## Short exercise
Rescale the data below by copying every line in full and multiplying each x and y coordinate in the answers by 2.3. Round the results to whole numbers, with halves rounded up, and leave all other text unchanged.
*** Given data
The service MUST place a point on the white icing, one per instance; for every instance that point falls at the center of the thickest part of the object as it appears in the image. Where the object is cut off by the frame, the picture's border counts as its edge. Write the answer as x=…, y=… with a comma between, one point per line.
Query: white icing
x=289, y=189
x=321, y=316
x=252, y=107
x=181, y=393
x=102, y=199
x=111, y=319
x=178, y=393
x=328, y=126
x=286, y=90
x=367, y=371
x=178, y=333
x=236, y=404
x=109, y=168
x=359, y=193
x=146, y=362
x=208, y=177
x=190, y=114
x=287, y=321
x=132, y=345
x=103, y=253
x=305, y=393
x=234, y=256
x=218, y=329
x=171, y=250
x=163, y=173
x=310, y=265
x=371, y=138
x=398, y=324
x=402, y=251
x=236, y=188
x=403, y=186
******
## Full response
The service MUST place a point on the white icing, one per instance; for every instance that point falls at the center of the thickest part of the object as it appears in the image. Where the object is cut off by the frame, the picture's border counts as its edge. Write the answer as x=…, y=… with a comma between, one point per line.
Query: white icing
x=665, y=435
x=738, y=727
x=580, y=246
x=416, y=904
x=235, y=458
x=255, y=734
x=409, y=904
x=754, y=290
x=658, y=207
x=844, y=853
x=409, y=766
x=543, y=929
x=251, y=386
x=826, y=444
x=336, y=833
x=478, y=407
x=437, y=262
x=660, y=738
x=304, y=794
x=237, y=582
x=702, y=904
x=538, y=589
x=501, y=757
x=393, y=575
x=375, y=398
x=713, y=610
x=853, y=317
x=915, y=745
x=925, y=577
x=543, y=432
x=927, y=428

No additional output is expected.